## EXCERTO SELECIONADO

A este respeito, importa sublinhar que o processo de reenvio prejudicial previsto neste artigo, que constitui a pedra angular do sistema jurisdicional instituído pelos Tratados, institui um diálogo de juiz para juiz entre o Tribunal de Justiça e os órgãos jurisdicionais dos Estados‑Membros que tem por objetivo assegurar a unidade de interpretação do direito da União. Deste modo, este processo permite assegurar a coerência, o pleno efeito e a autonomia desse direito, bem como, em última instância, o seu caráter próprio [Parecer 2/13 (Adesão da União à CEDH), de 18 de dezembro de 2014, EU:C:2014:2454, n.o 176, e Acórdãos de 6 de outubro de 2021, Consorzio Italian Management e Catania Multiservizi, C‑561/19, EU:C:2021:799, n.o 27, e de 22 de fevereiro de 2022, RS (Efeito dos acórdãos de um tribunal constitucional), C‑430/21, EU:C:2022:99, n.o 73].

## INSTRUÇÕES DE TRABALHO
Prolongue o excerto sobre o processo de reenvio prejudicial, dando seguimento ao raciocínio a partir da sua última frase. A listagem não tem qualquer papel nesta atividade.

## DADOS ARMAZENADOS
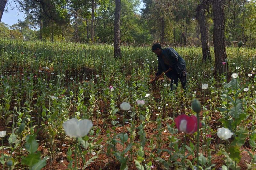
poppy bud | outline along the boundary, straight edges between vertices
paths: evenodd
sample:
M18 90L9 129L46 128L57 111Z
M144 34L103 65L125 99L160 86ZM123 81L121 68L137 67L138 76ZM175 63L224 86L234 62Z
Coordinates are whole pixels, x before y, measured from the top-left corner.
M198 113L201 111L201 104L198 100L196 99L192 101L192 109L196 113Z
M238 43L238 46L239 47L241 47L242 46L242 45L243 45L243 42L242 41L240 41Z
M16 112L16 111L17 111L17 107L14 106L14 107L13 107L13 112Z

* * *

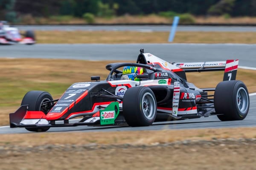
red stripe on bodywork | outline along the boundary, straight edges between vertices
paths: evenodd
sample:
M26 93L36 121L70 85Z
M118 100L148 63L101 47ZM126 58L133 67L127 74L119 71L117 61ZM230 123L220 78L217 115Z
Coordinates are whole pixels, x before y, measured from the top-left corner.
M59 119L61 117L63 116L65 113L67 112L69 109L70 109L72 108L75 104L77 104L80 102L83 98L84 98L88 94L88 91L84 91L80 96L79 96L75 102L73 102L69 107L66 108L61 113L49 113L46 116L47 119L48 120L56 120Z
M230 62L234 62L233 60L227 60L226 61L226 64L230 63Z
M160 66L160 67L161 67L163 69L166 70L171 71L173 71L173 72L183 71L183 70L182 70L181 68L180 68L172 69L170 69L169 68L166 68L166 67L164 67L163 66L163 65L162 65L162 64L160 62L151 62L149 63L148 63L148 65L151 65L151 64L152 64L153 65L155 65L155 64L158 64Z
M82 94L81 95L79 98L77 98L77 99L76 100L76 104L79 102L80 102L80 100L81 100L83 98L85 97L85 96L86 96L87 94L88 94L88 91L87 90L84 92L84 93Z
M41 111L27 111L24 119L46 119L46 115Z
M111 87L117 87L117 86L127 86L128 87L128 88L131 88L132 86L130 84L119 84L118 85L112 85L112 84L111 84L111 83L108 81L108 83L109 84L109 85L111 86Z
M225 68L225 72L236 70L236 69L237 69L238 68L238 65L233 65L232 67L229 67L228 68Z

* * *

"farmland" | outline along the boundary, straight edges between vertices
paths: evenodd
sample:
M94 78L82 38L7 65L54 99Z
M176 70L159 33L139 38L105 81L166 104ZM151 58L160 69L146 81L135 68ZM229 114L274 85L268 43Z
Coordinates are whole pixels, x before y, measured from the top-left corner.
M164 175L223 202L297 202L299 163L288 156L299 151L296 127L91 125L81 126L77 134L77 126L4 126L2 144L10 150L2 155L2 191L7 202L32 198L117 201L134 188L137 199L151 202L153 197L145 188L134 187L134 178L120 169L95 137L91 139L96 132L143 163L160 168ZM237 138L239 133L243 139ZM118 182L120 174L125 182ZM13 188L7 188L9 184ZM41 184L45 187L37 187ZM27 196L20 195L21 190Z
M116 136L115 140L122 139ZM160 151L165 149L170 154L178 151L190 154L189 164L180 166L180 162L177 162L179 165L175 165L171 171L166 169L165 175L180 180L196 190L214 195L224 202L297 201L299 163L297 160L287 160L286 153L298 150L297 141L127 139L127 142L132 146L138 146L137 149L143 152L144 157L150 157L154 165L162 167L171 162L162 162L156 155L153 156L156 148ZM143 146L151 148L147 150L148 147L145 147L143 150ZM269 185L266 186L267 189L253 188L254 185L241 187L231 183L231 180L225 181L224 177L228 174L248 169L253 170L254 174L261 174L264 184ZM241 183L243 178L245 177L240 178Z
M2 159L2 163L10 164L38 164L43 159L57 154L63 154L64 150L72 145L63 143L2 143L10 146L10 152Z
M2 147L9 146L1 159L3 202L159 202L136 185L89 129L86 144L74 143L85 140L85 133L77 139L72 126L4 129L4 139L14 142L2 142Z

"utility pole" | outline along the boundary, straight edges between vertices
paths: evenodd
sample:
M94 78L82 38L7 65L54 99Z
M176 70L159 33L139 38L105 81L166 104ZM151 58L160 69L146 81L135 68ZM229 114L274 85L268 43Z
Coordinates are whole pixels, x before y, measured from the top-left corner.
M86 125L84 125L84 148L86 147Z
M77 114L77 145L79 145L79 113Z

## RESPOSTA AO PROBLEMA
34

Quando não caiba recurso jurisdicional de direito interno da decisão de um órgão jurisdicional nacional, este está, em princípio, obrigado a submeter uma questão ao Tribunal de Justiça, nos termos do artigo 267.o, terceiro parágrafo, TFUE, quando lhe seja submetida uma questão relativa à interpretação do direito da União ou à validade de um ato de direito derivado (v., neste sentido, Acórdãos de 18 de julho de 2013, Consiglio Nazionale dei Geologi, C‑136/12, EU:C:2013:489, n.o 25; de 6 de outubro de 2021, Consorzio Italian Management e Catania Multiservizi, C‑561/19, EU:C:2021:799, n.o 32; e de 22 de dezembro de 2022, Airbnb Ireland e Airbnb Payments UK, C‑83/21, EU:C:2022:1018, n.o 79).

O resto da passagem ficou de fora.